### Written request 1
Output the passage of the solar cooking article from "Solar cooking has" to "South Padre Island.".
### Written request 2
Using the solar cooking article, decide whether each statement agrees with it: (a) The CooKit can be bought for $25 or less. (b) Texas Solar Cookers meets once a week. (c) Food left in a solar cooker needs occasional stirring. Answer yes or no for each and quote the deciding words.
### Written request 3
Write the next part of the solar cooking article, starting after its final sentence.

### Text to read

Blum, who has traveled to refugee camps in Kenya and other countries, said solar cooking is helpful for Third World residents because women are not required to hunt for cooking resources.


"It's wonderful for people in fuel-scarce areas," she said. "Finding wood and fuel to burn is a terrible burden for women and girls in these countries. A third of the world still cooks over fires. It's tedious and hazardous to gather wood, and then these women get home and have to cook over smoky fires. It's kind of an invisible problem." Solar cooking is also convenient, Blum said, because the cooker needs no extra attention. Food goes into the cooker in the morning and is left to cook all day in its own juices. By evening, dinner is ready, with no stirring and no burning.


Not only is solar cooking easy, Blum said, but building or buying a cooker is inexpensive. SCI's easiest model, the CooKit, was designed with impoverished families in mind, and can be purchased for $25 or less. Instructions for building homemade solar cookers are also available on the Internet, as are Web sites to purchase manufactured cookers.


Solar cooking has also caught the eye of environmentalists in the United States.


San Antonio native Monica Salyer started her own group, Texas Solar Cookers, after she first researched the concept three years ago. The 12-member group meets once a month at a San Antonio-area park to discuss solar cooking promotions, swap recipes and cook together.


Salyer said she owns several solar cookers, including the SCI CooKit, which she said works well when fixing Texas cuisine.


"It's a blast," she said. "For Texas cooking, fajitas and ribs comes out just absolutely fantastic." In addition to starting Texas Solar Cookers, Salyer gives demonstrations around the state at fairs and festivals, including impromptu sessions at South Padre Island.

[Stored items from a collection]
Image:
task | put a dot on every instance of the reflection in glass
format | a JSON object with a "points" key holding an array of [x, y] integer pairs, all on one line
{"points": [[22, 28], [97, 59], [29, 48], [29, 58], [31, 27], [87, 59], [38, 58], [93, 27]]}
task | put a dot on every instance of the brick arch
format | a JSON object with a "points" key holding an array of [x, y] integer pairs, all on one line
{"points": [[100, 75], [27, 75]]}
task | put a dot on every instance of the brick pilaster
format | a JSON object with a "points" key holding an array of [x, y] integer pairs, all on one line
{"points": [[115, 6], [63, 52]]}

--

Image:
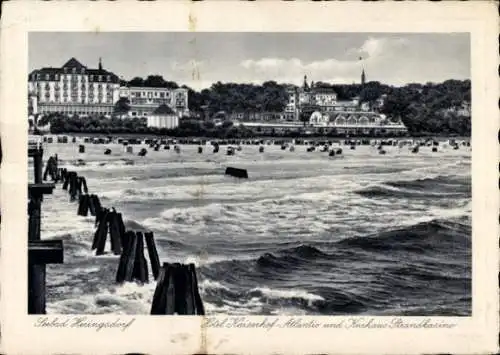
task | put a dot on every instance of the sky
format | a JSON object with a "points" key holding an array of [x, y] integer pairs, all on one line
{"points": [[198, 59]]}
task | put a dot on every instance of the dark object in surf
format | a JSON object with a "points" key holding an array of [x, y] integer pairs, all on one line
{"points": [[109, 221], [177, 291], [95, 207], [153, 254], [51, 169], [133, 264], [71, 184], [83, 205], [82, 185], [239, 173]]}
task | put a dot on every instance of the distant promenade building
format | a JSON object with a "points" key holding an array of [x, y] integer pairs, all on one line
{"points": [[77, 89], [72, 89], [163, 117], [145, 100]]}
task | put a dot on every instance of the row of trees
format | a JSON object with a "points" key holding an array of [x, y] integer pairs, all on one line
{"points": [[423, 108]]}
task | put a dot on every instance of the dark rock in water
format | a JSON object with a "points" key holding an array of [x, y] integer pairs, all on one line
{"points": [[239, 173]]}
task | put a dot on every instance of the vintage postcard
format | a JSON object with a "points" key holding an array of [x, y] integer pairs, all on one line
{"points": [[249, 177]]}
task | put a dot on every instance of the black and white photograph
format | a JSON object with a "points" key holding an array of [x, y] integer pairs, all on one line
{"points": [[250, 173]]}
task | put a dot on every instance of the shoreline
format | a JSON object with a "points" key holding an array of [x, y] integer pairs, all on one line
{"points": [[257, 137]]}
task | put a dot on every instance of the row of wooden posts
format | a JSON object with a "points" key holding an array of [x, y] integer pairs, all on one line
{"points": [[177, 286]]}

### Expected answer 1
Solar cooking has also caught the eye of environmentalists in the United States.


San Antonio native Monica Salyer started her own group, Texas Solar Cookers, after she first researched the concept three years ago. The 12-member group meets once a month at a San Antonio-area park to discuss solar cooking promotions, swap recipes and cook together.


Salyer said she owns several solar cookers, including the SCI CooKit, which she said works well when fixing Texas cuisine.


"It's a blast," she said. "For Texas cooking, fajitas and ribs comes out just absolutely fantastic." In addition to starting Texas Solar Cookers, Salyer gives demonstrations around the state at fairs and festivals, including impromptu sessions at South Padre Island.

### Expected answer 2
(a) Yes: "can be purchased for $25 or less"
(b) No: "meets once a month at a San Antonio-area park"
(c) No: "with no stirring and no burning"

### Expected answer 3
"I went to the beach with my sister and pulled [the cooker] out," she said. "People were gathering around want to know about it. What changes their disbelief into wonder is when you open the cooking vessel and steam comes out. People can smell the food cooking and that's when they get interested."


Tom and Nancy Vineski of Livingston, Texas said solar cooking is a useful addition to their lifestyle. The Vineskis are self-described "solar nomads," who travel the United States in a solar-paneled mobile home. They have three solar cookers they use daily for everything from bread-baking to fixing Cuban black bean soup.


"You can cook almost anything, except deep fry, which is probably better for you anyway," Tom Vineski said. "Most any favorite recipe can be adapted readily to the solar cooker, and because the food tends to steam and not burn, foods can cook longer and deeper for some incredibly rich flavors."


In spite of the benefits of solar cooking, Blum said there are disadvantages. Weather plays a huge part in determining whether or not a solar cooker works. Solar cooking can be time consuming as well, usually taking twice as long to cook than the average recipe.


Because solar cooking is still "under the radar," Blum said it's taking longer to change people's minds.


"This is still the introduction of a new product in many areas, and that takes time," she said. "Most of us are not risk takers, and the poorest people are the least able to take risks with precious food or anything else. They have no spare resources, so they have to see community leaders using these new ideas before they themselves will dare to try."


Vineski said solar cookers and sun ovens could help reduce energy consumption in the United States, but not enough people are interested.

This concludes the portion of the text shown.